● Task instructions
Copy out the listing in full, exactly as written, but not its pictures.

● Listed entries

========

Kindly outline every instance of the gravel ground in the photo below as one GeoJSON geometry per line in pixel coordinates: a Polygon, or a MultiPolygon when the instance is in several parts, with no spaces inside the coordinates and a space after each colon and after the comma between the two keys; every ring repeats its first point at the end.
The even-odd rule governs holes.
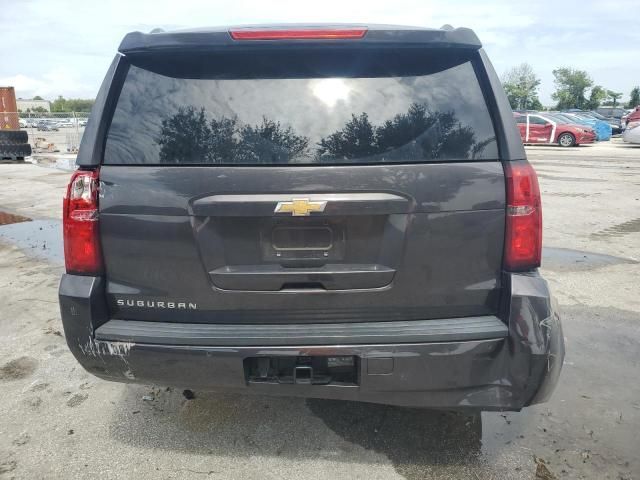
{"type": "Polygon", "coordinates": [[[549,403],[475,416],[90,376],[56,298],[68,172],[0,165],[0,211],[34,219],[0,226],[0,478],[640,478],[640,148],[527,151],[566,363],[549,403]]]}

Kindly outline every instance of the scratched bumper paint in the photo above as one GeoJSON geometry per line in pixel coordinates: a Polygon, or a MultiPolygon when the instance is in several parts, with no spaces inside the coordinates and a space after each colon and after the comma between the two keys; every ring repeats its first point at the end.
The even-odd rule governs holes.
{"type": "Polygon", "coordinates": [[[560,317],[537,274],[505,276],[509,336],[461,342],[375,345],[232,347],[97,341],[109,320],[104,282],[65,275],[60,308],[69,348],[90,373],[107,380],[197,390],[358,400],[430,408],[520,410],[545,401],[564,359],[560,317]],[[352,386],[249,384],[243,366],[261,355],[353,355],[360,359],[352,386]],[[370,358],[393,359],[386,375],[368,373],[370,358]]]}

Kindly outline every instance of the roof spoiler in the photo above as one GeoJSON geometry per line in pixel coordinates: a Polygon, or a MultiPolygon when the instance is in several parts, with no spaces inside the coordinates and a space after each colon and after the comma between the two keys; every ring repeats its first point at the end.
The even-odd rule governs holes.
{"type": "Polygon", "coordinates": [[[182,30],[165,32],[162,29],[153,29],[151,33],[132,32],[127,34],[120,44],[119,51],[124,55],[144,54],[158,51],[215,51],[220,48],[247,48],[247,44],[262,47],[281,47],[284,44],[296,45],[345,45],[353,46],[414,46],[435,48],[462,48],[478,50],[482,47],[480,40],[468,28],[453,28],[444,25],[441,29],[403,27],[395,25],[269,25],[248,27],[217,27],[202,30],[182,30]],[[366,35],[357,39],[345,38],[304,38],[304,39],[257,39],[252,42],[234,40],[230,31],[254,30],[311,30],[311,29],[344,29],[366,28],[366,35]]]}

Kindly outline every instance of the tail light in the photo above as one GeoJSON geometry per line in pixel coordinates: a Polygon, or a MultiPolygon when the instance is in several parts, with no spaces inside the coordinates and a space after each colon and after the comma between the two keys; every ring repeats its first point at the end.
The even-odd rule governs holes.
{"type": "Polygon", "coordinates": [[[542,255],[542,205],[538,176],[529,162],[505,163],[507,224],[504,268],[533,270],[542,255]]]}
{"type": "Polygon", "coordinates": [[[366,28],[303,28],[303,29],[252,29],[229,30],[234,40],[320,40],[356,39],[367,33],[366,28]]]}
{"type": "Polygon", "coordinates": [[[102,251],[98,236],[99,170],[78,170],[67,186],[63,200],[64,263],[67,273],[102,273],[102,251]]]}

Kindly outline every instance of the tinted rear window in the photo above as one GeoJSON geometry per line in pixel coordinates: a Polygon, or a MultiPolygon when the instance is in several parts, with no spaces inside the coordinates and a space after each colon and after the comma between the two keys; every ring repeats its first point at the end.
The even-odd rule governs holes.
{"type": "Polygon", "coordinates": [[[200,57],[131,65],[104,163],[330,165],[498,158],[469,59],[389,52],[256,58],[254,63],[251,57],[226,64],[200,57]],[[280,67],[283,62],[297,68],[280,67]]]}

========

● Written answer
Kindly outline every instance of the gravel ground in the photo below as one GeoJSON geometry per line in pixel coordinates: a Polygon, or a MultiPolygon when the instance is in several parts, with no spaces inside the coordinates and a space after each colon and after the comma between the two keys; every ring repeats its first point at the end.
The even-odd rule governs holes.
{"type": "Polygon", "coordinates": [[[549,403],[475,416],[90,376],[56,298],[68,172],[0,165],[0,211],[34,219],[0,226],[0,478],[640,478],[640,148],[527,151],[566,363],[549,403]]]}

Kindly outline every instance of the scratched bumper paint in the photo above as one GeoJSON geometry per line in pixel coordinates: a Polygon, or a MultiPolygon when the instance is in several parts, with no spaces inside the coordinates and a space after each colon and after the comma between the two keys; every ring repeats its first point at the end.
The even-odd rule governs holes.
{"type": "Polygon", "coordinates": [[[560,317],[537,274],[505,276],[509,336],[461,342],[375,345],[232,347],[97,341],[109,320],[104,282],[65,275],[60,308],[69,348],[90,373],[107,380],[197,390],[358,400],[430,408],[520,410],[545,401],[564,359],[560,317]],[[352,386],[249,384],[243,366],[261,355],[353,355],[360,359],[352,386]],[[370,358],[393,359],[386,375],[368,373],[370,358]]]}

Kindly outline every instance of the roof spoiler in the photo above as one GeoJSON geometry per line in pixel coordinates: a Polygon, or a MultiPolygon when the instance is in several parts, with no spaces inside the coordinates and a space after each colon and after the comma between the two keys; every ring repeats its first point at the end.
The even-odd rule governs holes.
{"type": "Polygon", "coordinates": [[[182,30],[165,32],[162,29],[153,29],[151,33],[132,32],[127,34],[120,44],[119,51],[124,55],[144,54],[158,51],[215,51],[220,48],[247,48],[247,44],[262,47],[281,47],[284,44],[296,45],[345,45],[353,46],[414,46],[435,48],[462,48],[478,50],[482,47],[480,40],[468,28],[453,28],[444,25],[441,29],[403,27],[395,25],[269,25],[248,27],[217,27],[202,30],[182,30]],[[366,35],[357,39],[345,38],[304,38],[304,39],[257,39],[252,42],[234,40],[230,31],[254,30],[311,30],[311,29],[344,29],[366,28],[366,35]]]}

Kindly outline every instance of the tail light in the photo above as one GeoJSON geometry per line in pixel coordinates: a Polygon, or a MultiPolygon when the instance is in several parts, with no spaces inside the coordinates and a space after each colon and after the comma between the two keys; every ring repeats its first point at the end.
The even-odd rule governs holes.
{"type": "Polygon", "coordinates": [[[542,255],[542,205],[538,176],[529,162],[505,163],[507,224],[504,268],[533,270],[542,255]]]}
{"type": "Polygon", "coordinates": [[[366,28],[303,28],[303,29],[252,29],[229,30],[234,40],[320,40],[356,39],[367,33],[366,28]]]}
{"type": "Polygon", "coordinates": [[[102,251],[98,236],[99,170],[78,170],[67,186],[63,200],[64,263],[67,273],[102,273],[102,251]]]}

Kindly outline every instance of the tinted rear window in the photo above as one GeoJSON geometry per line in pixel coordinates: a Polygon, or a MultiPolygon when the instance is in several parts, with no spaces inside the coordinates and a space after each colon and after the comma between the two keys; every ring repeats its first point at the end.
The even-odd rule governs holes.
{"type": "Polygon", "coordinates": [[[200,57],[131,65],[104,163],[330,165],[498,158],[469,59],[389,52],[256,58],[254,63],[251,57],[226,64],[200,57]],[[280,67],[283,62],[297,68],[280,67]]]}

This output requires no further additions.